* [What is needed]: Copy out every one of the rows below character for character, changing nothing.

Records excerpted from a collection
════════════════════
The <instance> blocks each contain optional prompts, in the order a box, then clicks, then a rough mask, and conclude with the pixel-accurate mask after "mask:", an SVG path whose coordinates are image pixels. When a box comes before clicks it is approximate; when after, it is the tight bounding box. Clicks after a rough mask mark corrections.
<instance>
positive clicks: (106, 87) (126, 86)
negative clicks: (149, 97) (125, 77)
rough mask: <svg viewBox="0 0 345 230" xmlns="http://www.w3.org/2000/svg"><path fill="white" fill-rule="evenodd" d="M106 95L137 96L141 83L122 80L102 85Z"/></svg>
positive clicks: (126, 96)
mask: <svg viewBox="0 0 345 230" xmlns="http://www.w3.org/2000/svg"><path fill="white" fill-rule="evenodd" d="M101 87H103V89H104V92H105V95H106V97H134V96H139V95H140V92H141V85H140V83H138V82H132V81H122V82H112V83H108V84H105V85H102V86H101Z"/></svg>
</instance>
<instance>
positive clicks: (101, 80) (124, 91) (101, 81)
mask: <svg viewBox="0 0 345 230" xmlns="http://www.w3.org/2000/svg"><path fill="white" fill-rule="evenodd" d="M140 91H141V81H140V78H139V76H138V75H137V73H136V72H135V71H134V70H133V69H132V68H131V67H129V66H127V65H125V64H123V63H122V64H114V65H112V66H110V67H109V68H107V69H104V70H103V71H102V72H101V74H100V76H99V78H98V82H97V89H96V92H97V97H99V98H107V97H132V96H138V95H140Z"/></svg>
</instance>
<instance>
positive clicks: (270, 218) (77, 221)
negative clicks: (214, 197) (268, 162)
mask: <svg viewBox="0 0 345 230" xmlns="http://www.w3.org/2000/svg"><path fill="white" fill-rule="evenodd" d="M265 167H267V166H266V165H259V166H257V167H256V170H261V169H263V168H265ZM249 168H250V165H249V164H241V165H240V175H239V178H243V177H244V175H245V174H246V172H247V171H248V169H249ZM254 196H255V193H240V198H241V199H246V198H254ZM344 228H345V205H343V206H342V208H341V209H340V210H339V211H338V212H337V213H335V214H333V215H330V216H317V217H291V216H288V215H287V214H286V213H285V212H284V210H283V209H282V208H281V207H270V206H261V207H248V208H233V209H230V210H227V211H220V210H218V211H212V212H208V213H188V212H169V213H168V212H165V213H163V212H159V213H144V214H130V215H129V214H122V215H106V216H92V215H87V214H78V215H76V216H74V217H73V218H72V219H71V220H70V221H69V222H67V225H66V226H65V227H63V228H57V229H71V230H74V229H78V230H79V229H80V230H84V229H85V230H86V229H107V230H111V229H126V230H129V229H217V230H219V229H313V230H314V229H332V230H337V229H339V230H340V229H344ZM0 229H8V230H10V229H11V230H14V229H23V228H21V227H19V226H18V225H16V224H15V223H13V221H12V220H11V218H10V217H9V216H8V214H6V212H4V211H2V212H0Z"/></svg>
════════════════════
* [Exercise answer]:
The <instance> blocks each contain optional prompts, in the order a box, then clicks, then a rough mask, and conclude with the pixel-accurate mask after "mask:", an SVG path whose coordinates are image pixels. When a box comes before clicks it is approximate; when after, it is the tight bounding box. Clicks after a rough mask mark corrections.
<instance>
positive clicks: (106, 87) (126, 86)
negative clicks: (149, 97) (125, 77)
rough mask: <svg viewBox="0 0 345 230" xmlns="http://www.w3.org/2000/svg"><path fill="white" fill-rule="evenodd" d="M106 95L137 96L141 83L122 80L102 85Z"/></svg>
positive clicks: (126, 96)
mask: <svg viewBox="0 0 345 230" xmlns="http://www.w3.org/2000/svg"><path fill="white" fill-rule="evenodd" d="M101 87H103V89H104V92H105V95H106V97H134V96H139V95H140V92H141V85H140V83H138V82H132V81H122V82H112V83H108V84H105V85H102V86H101Z"/></svg>
</instance>
<instance>
positive clicks: (101, 80) (124, 91) (101, 81)
mask: <svg viewBox="0 0 345 230" xmlns="http://www.w3.org/2000/svg"><path fill="white" fill-rule="evenodd" d="M140 91H141V81H140V78H139V76H138V75H137V73H136V72H135V71H134V70H133V69H132V68H131V67H129V66H127V65H125V64H123V63H122V64H114V65H112V66H110V67H109V68H107V69H104V70H103V71H102V72H101V74H100V76H99V78H98V82H97V89H96V92H97V97H99V98H107V97H132V96H138V95H140Z"/></svg>
</instance>
<instance>
positive clicks: (270, 218) (77, 221)
negative clicks: (214, 197) (268, 162)
mask: <svg viewBox="0 0 345 230" xmlns="http://www.w3.org/2000/svg"><path fill="white" fill-rule="evenodd" d="M265 167H267V166H266V165H259V166H257V167H256V170H261V169H263V168H265ZM249 168H250V165H249V164H241V165H240V175H239V178H243V177H244V175H245V174H246V172H247V171H248V169H249ZM254 196H255V193H240V198H241V199H246V198H254ZM344 228H345V205H343V206H342V208H341V209H340V210H339V211H338V212H337V213H335V214H333V215H330V216H317V217H291V216H288V215H287V214H286V213H285V212H284V210H283V209H282V208H281V207H270V206H261V207H248V208H233V209H230V210H227V211H220V210H218V211H212V212H208V213H188V212H169V213H168V212H165V213H163V212H159V213H144V214H130V215H129V214H122V215H106V216H92V215H87V214H78V215H76V216H74V217H73V218H72V219H71V220H70V221H69V222H67V225H66V226H65V227H63V228H57V229H71V230H74V229H78V230H79V229H80V230H84V229H85V230H86V229H107V230H111V229H126V230H129V229H217V230H219V229H313V230H314V229H332V230H337V229H339V230H340V229H344ZM0 229H8V230H10V229H11V230H14V229H23V228H21V227H19V226H18V225H16V224H15V223H13V221H12V220H11V218H10V217H9V216H8V214H6V212H4V211H2V212H0Z"/></svg>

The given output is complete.